• Selected excerpt:
>>>

Every Ramadan, a book fair is held in Istanbul and Ankara, hosting hundreds of publishers and showcasing celebrated writers and scholars on a wide range of subjects, including Islamic literature, arts, and culture.  

Organised for the 39th time by the Türkiye Diyanet Foundation, the Book and Culture Fair opened in three different locations: two in Istanbul and one in Ankara. Between April 9 and 27, the event will be held in the courtyard of Ahmet Hamdi Akseki Mosque in Ankara and the courtyards of the Buyuk Camlica Mosque and Fatih Mosque in Istanbul.

The fair was suspended in 2020 and 2021 due to the pandemic.

With the participation of over 100 publishers in a closed area of approximately 2,500 square meters, the venue becomes a place for various cultural activities, as well as talks and autograph programmes.

This year, the fair has devoted a special area to foreign language publications and publishers for the first time, gaining international recognition.

President Recep Tayyip Erdogan spoke at the opening ceremony at the Buyuk Camlica Mosque Complex in Istanbul.

“I am pleased that our fairs, which have been suspended for two years due to the pandemic, have started again this year,” Erdogan said.

“Our civilisation was built on the order ‘Read, ˹O Prophet,˺ in the Name of your Lord Who created. We have a culture that puts the Quran above everything else.”

Erdogan said book reading is a natural instinct of every Muslim and history is witness to it.

“There is nothing more natural than the members of such a civilisation being book lovers. In our history, there are monumental names such as Avicenna, such as Ghazali, who fit nearly 500 works into their 50-60-year life, and it is worth a lifetime for us to properly read and understand even the ones that have survived to the present day. The phrase ‘the pen is mightier than the sword’ indicates the importance our ancestors placed on reading and writing, whose greatest qualification was to make conquests and establish states,” he said.

<<<

• List of tasks:
#1 According to the article on the Ramadan book fair, why was the fair not held in 2020 and 2021? Answer in one to three sentences.
#2 In the article on the Ramadan book fair, which organization organizes the Book and Culture Fair?
#3 List every mosque in whose courtyard the article on the Ramadan book fair says the event is held, with the city of each.
The rows placed after this article have no role in the work on it.

• Listed records:
>>>

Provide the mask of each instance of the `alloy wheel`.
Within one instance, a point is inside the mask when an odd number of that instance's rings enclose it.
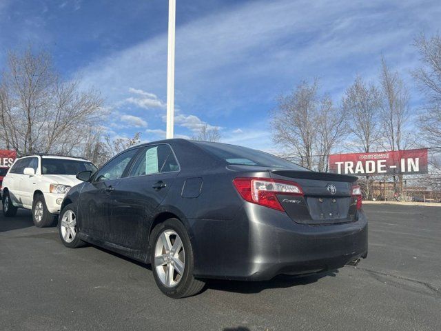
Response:
[[[61,237],[66,243],[72,243],[76,235],[76,217],[72,210],[66,210],[61,219]]]
[[[3,203],[3,210],[5,212],[8,212],[8,210],[9,209],[9,197],[7,195],[5,197],[5,200]]]
[[[43,219],[43,212],[44,207],[43,206],[43,203],[41,201],[37,201],[34,210],[34,217],[35,217],[35,221],[37,221],[37,223],[41,222]]]
[[[161,282],[167,288],[178,285],[185,269],[185,252],[179,235],[165,230],[156,239],[154,268]]]

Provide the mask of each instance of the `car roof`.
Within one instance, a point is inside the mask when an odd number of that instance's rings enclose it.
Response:
[[[63,159],[63,160],[75,160],[75,161],[85,161],[86,162],[90,162],[89,160],[86,160],[82,157],[68,157],[64,155],[55,155],[55,154],[36,154],[34,155],[26,155],[25,157],[19,157],[17,159],[25,159],[28,157],[40,157],[42,159]]]

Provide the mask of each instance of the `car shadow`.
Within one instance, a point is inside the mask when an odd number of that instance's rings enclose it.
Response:
[[[238,326],[237,328],[226,328],[223,331],[250,331],[250,330],[245,326]]]
[[[281,274],[269,281],[265,281],[209,280],[207,283],[204,291],[217,290],[242,294],[256,294],[270,288],[287,288],[300,285],[311,284],[324,277],[335,277],[338,273],[338,270],[334,270],[303,276]]]
[[[5,217],[0,208],[0,232],[34,226],[32,214],[29,210],[19,209],[13,217]]]
[[[122,255],[121,254],[112,252],[105,248],[92,245],[94,248],[110,254],[119,259],[123,259],[125,261],[136,264],[140,267],[144,268],[152,271],[152,265],[149,263],[134,260],[132,258]],[[335,277],[338,273],[338,270],[328,270],[322,272],[317,272],[307,275],[291,276],[288,274],[280,274],[276,276],[269,281],[229,281],[225,279],[207,279],[207,283],[201,292],[209,290],[216,290],[219,291],[232,292],[242,294],[256,294],[260,293],[264,290],[271,288],[287,288],[300,285],[307,285],[317,282],[319,279],[324,277]],[[243,327],[238,327],[243,328]],[[231,330],[247,330],[246,328],[231,328],[225,329]]]

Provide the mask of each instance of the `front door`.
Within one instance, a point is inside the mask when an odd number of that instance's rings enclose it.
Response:
[[[152,219],[178,172],[178,162],[169,145],[143,148],[127,177],[118,182],[112,192],[110,223],[112,242],[146,251]]]
[[[117,155],[96,172],[91,183],[85,183],[78,208],[79,226],[83,234],[106,241],[111,239],[109,218],[112,195],[137,152],[138,149],[132,149]]]

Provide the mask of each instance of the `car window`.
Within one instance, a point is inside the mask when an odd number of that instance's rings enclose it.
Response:
[[[98,171],[94,181],[103,181],[121,178],[125,168],[137,152],[137,148],[130,150],[114,158]]]
[[[29,161],[28,168],[32,168],[34,169],[35,173],[37,173],[37,168],[39,168],[39,159],[37,157],[30,157],[30,161]]]
[[[240,166],[258,166],[279,169],[292,169],[298,171],[310,171],[298,164],[285,160],[271,154],[246,147],[220,143],[194,141],[203,150],[216,155],[229,164]]]
[[[75,175],[81,171],[96,171],[92,163],[85,160],[70,159],[55,159],[43,157],[41,159],[41,173],[43,174]]]
[[[145,148],[134,163],[129,177],[161,174],[178,171],[179,166],[168,145],[156,145]]]
[[[23,174],[23,171],[25,170],[25,168],[27,168],[30,162],[30,157],[26,157],[25,159],[20,159],[15,162],[15,164],[12,166],[12,168],[11,169],[11,174]]]

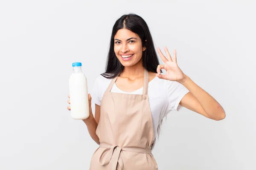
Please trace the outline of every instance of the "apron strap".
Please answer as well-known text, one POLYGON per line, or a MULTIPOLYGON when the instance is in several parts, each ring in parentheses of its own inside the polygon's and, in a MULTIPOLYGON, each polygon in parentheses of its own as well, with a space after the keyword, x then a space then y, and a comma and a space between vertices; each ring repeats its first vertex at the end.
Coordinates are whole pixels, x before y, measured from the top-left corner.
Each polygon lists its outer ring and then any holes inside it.
MULTIPOLYGON (((112 79, 111 82, 108 85, 108 88, 106 90, 106 91, 110 92, 111 91, 111 89, 113 85, 116 81, 117 79, 117 76, 116 77, 112 79)), ((142 94, 143 98, 143 99, 147 99, 147 95, 148 95, 148 71, 145 68, 144 69, 144 80, 143 80, 143 93, 142 94)))
POLYGON ((145 68, 144 69, 144 82, 143 85, 143 99, 147 99, 148 95, 148 72, 145 68))
POLYGON ((116 79, 117 79, 118 77, 118 76, 117 76, 116 77, 114 78, 113 79, 112 79, 112 81, 111 81, 111 82, 108 85, 108 88, 107 89, 107 90, 106 90, 106 91, 108 91, 108 92, 110 91, 112 87, 113 87, 113 85, 114 85, 114 84, 115 84, 115 82, 116 82, 116 79))

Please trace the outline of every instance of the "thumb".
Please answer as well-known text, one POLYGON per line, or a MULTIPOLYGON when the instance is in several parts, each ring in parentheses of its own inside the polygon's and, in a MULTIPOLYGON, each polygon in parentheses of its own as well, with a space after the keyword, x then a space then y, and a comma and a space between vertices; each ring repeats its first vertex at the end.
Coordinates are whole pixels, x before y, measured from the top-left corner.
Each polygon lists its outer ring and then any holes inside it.
POLYGON ((89 105, 90 106, 92 104, 92 97, 90 94, 88 94, 88 99, 89 99, 89 105))

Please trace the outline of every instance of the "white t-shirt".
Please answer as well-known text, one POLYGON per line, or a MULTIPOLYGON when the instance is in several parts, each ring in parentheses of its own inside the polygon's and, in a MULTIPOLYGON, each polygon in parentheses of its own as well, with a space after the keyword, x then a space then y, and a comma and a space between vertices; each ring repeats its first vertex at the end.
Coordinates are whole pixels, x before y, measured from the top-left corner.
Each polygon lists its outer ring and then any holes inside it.
MULTIPOLYGON (((91 94, 92 102, 99 105, 103 94, 112 79, 99 75, 95 80, 91 94)), ((132 92, 122 91, 114 83, 111 91, 113 93, 142 94, 143 87, 132 92)), ((176 82, 159 79, 156 76, 148 83, 148 95, 153 120, 154 136, 161 120, 172 110, 178 110, 179 103, 189 91, 182 84, 176 82)))

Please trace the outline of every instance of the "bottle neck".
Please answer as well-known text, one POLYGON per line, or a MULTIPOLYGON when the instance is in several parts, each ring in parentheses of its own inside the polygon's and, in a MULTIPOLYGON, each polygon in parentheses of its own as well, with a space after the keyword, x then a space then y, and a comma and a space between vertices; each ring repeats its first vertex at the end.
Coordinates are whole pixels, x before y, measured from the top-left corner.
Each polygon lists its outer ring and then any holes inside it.
POLYGON ((73 73, 82 73, 81 66, 73 67, 73 73))

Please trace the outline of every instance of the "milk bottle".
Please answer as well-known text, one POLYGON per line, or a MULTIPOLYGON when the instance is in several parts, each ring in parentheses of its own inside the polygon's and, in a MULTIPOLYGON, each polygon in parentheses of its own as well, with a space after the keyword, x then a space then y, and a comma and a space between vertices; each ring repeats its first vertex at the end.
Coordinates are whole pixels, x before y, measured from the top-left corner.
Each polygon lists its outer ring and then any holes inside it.
POLYGON ((73 72, 69 79, 71 115, 75 119, 84 119, 89 115, 87 80, 81 66, 81 62, 72 63, 73 72))

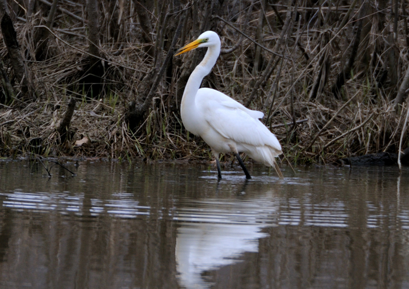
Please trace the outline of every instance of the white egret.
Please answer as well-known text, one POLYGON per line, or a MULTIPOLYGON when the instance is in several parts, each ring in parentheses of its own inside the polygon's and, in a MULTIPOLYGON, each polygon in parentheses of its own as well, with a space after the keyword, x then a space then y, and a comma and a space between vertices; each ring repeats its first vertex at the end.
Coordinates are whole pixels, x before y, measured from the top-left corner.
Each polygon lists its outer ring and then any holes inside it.
POLYGON ((221 179, 219 155, 229 152, 236 155, 247 179, 251 179, 251 176, 239 152, 245 153, 267 166, 273 166, 282 178, 275 160, 282 153, 281 146, 276 136, 259 120, 264 114, 248 109, 215 89, 199 88, 203 78, 216 63, 220 46, 218 35, 213 31, 206 31, 175 55, 208 47, 204 58, 192 73, 185 88, 180 105, 183 124, 188 131, 200 136, 210 146, 216 158, 219 179, 221 179))

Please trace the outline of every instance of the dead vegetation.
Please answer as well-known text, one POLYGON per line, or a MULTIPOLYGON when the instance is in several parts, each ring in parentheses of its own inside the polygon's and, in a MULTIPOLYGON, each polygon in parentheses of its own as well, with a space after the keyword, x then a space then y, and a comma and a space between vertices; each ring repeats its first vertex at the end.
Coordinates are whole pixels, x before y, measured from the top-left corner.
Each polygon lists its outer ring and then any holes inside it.
POLYGON ((397 153, 401 135, 409 144, 405 2, 84 2, 54 0, 54 12, 8 2, 36 98, 24 97, 3 32, 0 155, 210 159, 179 114, 204 51, 172 57, 208 30, 222 51, 202 86, 264 112, 290 161, 397 153))

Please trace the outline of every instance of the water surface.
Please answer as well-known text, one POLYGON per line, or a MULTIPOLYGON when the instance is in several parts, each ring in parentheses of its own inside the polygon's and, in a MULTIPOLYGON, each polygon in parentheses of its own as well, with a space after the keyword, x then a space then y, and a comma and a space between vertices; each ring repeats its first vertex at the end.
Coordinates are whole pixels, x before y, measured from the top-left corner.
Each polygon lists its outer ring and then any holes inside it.
POLYGON ((1 288, 409 288, 407 167, 79 164, 0 162, 1 288))

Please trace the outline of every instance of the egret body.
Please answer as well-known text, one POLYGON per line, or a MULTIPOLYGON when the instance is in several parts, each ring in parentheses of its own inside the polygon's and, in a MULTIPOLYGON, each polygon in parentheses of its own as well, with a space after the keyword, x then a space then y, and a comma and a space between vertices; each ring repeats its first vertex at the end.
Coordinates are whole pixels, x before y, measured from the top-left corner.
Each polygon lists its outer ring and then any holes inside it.
POLYGON ((203 78, 216 63, 220 53, 220 39, 213 31, 206 31, 195 41, 179 50, 176 55, 201 47, 207 47, 204 58, 189 78, 182 97, 180 115, 186 129, 199 135, 210 146, 216 158, 218 178, 221 153, 233 152, 247 179, 251 176, 240 157, 245 153, 256 161, 273 166, 282 177, 275 158, 281 154, 276 136, 259 118, 264 114, 252 110, 224 93, 211 88, 200 88, 203 78))

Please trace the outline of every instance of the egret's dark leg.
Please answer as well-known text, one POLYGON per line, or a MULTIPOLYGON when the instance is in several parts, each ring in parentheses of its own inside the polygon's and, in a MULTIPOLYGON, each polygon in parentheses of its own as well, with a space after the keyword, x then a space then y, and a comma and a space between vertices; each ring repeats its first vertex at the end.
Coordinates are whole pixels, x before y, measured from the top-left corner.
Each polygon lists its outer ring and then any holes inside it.
POLYGON ((220 163, 219 162, 219 158, 216 158, 216 164, 217 166, 217 178, 221 180, 221 170, 220 170, 220 163))
POLYGON ((250 174, 248 173, 248 171, 246 168, 245 166, 244 165, 244 163, 243 162, 243 161, 241 160, 241 158, 240 157, 240 155, 239 154, 237 153, 235 153, 236 154, 236 157, 237 158, 237 160, 239 161, 239 163, 240 163, 240 166, 241 166, 241 168, 243 169, 243 171, 244 172, 244 174, 246 174, 246 179, 251 179, 252 176, 250 176, 250 174))

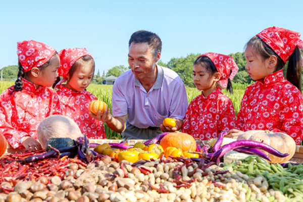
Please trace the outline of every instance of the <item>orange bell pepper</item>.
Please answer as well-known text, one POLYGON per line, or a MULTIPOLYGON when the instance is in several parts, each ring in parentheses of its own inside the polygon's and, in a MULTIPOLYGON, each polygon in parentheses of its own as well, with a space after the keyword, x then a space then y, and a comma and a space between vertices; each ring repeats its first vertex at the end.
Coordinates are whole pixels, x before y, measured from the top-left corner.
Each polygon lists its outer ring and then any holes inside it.
POLYGON ((153 158, 158 158, 158 155, 153 152, 141 152, 138 155, 139 159, 143 159, 143 160, 149 160, 153 158))
POLYGON ((140 148, 141 149, 143 149, 145 146, 145 144, 142 142, 137 142, 134 145, 134 147, 140 148))
POLYGON ((122 160, 126 160, 131 163, 135 163, 138 160, 139 160, 138 154, 135 152, 125 150, 120 152, 118 155, 118 160, 119 162, 121 162, 122 160))
POLYGON ((142 150, 142 149, 141 148, 138 148, 138 147, 129 148, 126 150, 128 151, 130 151, 130 152, 135 152, 137 153, 137 155, 138 155, 139 153, 140 153, 141 152, 143 151, 143 150, 142 150))
POLYGON ((199 155, 197 154, 191 153, 190 152, 185 152, 183 153, 184 158, 190 159, 191 158, 199 158, 199 155))
POLYGON ((174 157, 181 157, 181 156, 184 156, 181 150, 173 146, 169 146, 166 148, 164 150, 164 156, 166 158, 168 158, 169 156, 172 156, 174 157))
POLYGON ((176 126, 176 121, 174 119, 166 118, 163 120, 163 126, 173 128, 176 126))

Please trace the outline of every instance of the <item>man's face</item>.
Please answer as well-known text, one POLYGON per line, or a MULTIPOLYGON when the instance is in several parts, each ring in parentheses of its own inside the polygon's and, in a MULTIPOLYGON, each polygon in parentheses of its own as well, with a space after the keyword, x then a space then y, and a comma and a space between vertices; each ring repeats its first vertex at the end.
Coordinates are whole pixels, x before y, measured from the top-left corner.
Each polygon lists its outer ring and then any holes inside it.
POLYGON ((128 52, 128 64, 135 77, 142 80, 152 75, 156 68, 156 63, 160 59, 159 53, 154 57, 153 51, 147 42, 132 43, 128 52))

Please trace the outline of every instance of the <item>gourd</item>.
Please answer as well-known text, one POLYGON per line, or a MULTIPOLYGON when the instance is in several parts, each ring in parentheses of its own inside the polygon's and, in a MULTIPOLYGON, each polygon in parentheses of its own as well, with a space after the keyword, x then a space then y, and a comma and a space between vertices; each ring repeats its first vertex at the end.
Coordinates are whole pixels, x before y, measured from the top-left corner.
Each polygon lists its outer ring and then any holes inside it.
POLYGON ((108 109, 109 107, 107 104, 100 100, 93 100, 88 105, 88 111, 95 115, 98 111, 101 111, 101 114, 103 114, 104 110, 108 111, 108 109))
POLYGON ((263 142, 283 154, 289 154, 285 158, 279 158, 262 150, 268 155, 273 164, 287 162, 294 155, 296 146, 295 142, 289 135, 279 132, 273 133, 269 130, 250 130, 240 135, 237 140, 249 140, 263 142))
POLYGON ((50 150, 49 145, 52 146, 53 148, 59 148, 74 146, 75 144, 74 141, 69 137, 53 138, 49 139, 46 142, 45 150, 46 151, 50 150))
POLYGON ((177 147, 182 152, 195 151, 196 144, 191 135, 180 132, 170 133, 165 135, 160 141, 164 150, 169 146, 177 147))
POLYGON ((0 157, 5 153, 8 147, 8 142, 5 137, 0 134, 0 157))
POLYGON ((76 140, 83 136, 78 125, 72 119, 62 115, 52 115, 43 120, 38 127, 37 135, 44 147, 53 137, 69 137, 76 140))

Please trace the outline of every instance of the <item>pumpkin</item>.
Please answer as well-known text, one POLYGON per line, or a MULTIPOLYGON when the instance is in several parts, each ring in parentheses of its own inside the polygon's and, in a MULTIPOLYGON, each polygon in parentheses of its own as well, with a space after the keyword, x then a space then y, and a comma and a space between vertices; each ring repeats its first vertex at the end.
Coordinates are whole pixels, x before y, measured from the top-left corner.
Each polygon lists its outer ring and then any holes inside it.
POLYGON ((165 150, 169 146, 177 147, 182 152, 195 151, 196 144, 191 135, 180 132, 170 133, 165 135, 160 141, 160 145, 165 150))
POLYGON ((83 137, 78 125, 71 118, 62 115, 52 115, 43 120, 37 129, 38 139, 43 147, 53 137, 83 137))
POLYGON ((5 137, 0 134, 0 157, 1 157, 6 151, 8 147, 8 142, 5 137))
POLYGON ((273 164, 281 164, 287 162, 294 155, 296 146, 295 142, 289 135, 282 133, 273 133, 269 130, 250 130, 245 132, 238 137, 237 140, 240 140, 263 142, 283 154, 289 154, 286 157, 279 158, 262 150, 268 155, 273 164))
POLYGON ((101 111, 101 114, 103 114, 104 110, 108 111, 108 109, 109 107, 107 104, 100 100, 93 100, 88 106, 88 111, 95 115, 98 111, 101 111))

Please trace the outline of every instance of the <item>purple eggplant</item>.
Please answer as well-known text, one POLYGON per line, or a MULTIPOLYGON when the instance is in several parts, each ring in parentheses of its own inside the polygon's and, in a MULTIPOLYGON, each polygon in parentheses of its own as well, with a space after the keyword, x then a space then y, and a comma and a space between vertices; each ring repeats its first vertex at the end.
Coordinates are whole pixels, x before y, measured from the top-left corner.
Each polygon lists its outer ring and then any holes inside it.
POLYGON ((227 152, 237 148, 243 147, 260 148, 278 157, 284 158, 289 155, 289 154, 282 154, 275 148, 263 142, 252 140, 238 140, 224 145, 214 153, 214 155, 212 158, 212 161, 217 162, 218 164, 220 159, 227 152))
POLYGON ((241 153, 247 154, 248 155, 258 155, 259 157, 263 158, 263 159, 266 159, 267 161, 271 161, 271 159, 269 157, 264 153, 261 150, 256 148, 248 148, 248 147, 240 147, 237 148, 233 149, 234 150, 241 153))
POLYGON ((160 140, 161 140, 163 138, 163 137, 167 135, 168 133, 170 133, 170 132, 167 132, 161 134, 159 134, 153 139, 150 139, 150 140, 145 141, 144 143, 144 144, 147 146, 150 144, 157 144, 160 140))
POLYGON ((227 133, 226 132, 223 132, 219 134, 218 139, 215 144, 214 144, 214 146, 213 146, 213 151, 214 151, 214 152, 216 152, 219 150, 223 142, 223 138, 227 134, 227 133))
POLYGON ((100 144, 98 144, 97 143, 89 143, 89 148, 94 148, 96 146, 100 145, 100 144))
POLYGON ((204 153, 208 153, 208 150, 210 149, 210 146, 208 145, 205 145, 204 146, 203 146, 202 147, 202 152, 204 153))
POLYGON ((200 144, 198 144, 197 142, 196 142, 196 152, 201 152, 201 146, 200 146, 200 144))
POLYGON ((123 150, 127 149, 128 148, 132 147, 131 146, 121 144, 121 143, 110 143, 109 144, 111 146, 111 147, 118 148, 123 150))

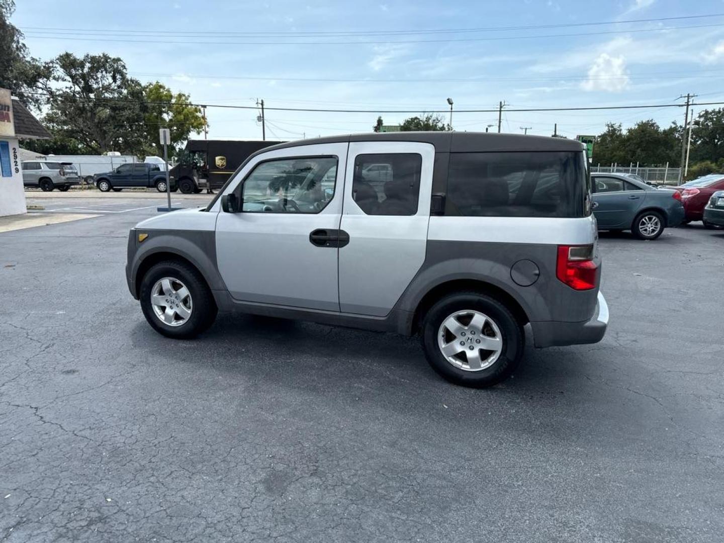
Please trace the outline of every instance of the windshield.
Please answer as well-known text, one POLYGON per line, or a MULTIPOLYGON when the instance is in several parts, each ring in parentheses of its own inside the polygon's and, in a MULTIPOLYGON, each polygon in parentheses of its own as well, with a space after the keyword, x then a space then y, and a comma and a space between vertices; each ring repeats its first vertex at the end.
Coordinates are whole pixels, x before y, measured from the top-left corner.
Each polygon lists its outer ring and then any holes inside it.
POLYGON ((717 181, 724 177, 724 175, 704 175, 703 177, 699 177, 693 181, 689 181, 688 183, 684 183, 682 187, 708 187, 710 185, 714 185, 717 181))

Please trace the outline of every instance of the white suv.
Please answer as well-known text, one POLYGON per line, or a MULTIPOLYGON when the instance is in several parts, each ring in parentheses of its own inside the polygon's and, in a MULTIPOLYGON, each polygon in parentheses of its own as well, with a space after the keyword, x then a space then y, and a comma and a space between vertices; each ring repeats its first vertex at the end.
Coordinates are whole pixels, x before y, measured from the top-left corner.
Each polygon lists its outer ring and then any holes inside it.
POLYGON ((520 361, 527 324, 536 347, 603 337, 590 191, 583 146, 563 138, 283 143, 249 157, 207 207, 132 229, 128 286, 171 337, 218 311, 418 334, 442 376, 489 386, 520 361), (372 165, 385 174, 366 179, 372 165))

<<<

• Results of the tasks:
#1 The fair was suspended in 2020 and 2021 because of the pandemic. Erdogan noted at the opening that the fairs resumed this year after that two-year suspension.

#2 The Türkiye Diyanet Foundation organizes it.

#3
- Ahmet Hamdi Akseki Mosque, Ankara
- Buyuk Camlica Mosque, Istanbul
- Fatih Mosque, Istanbul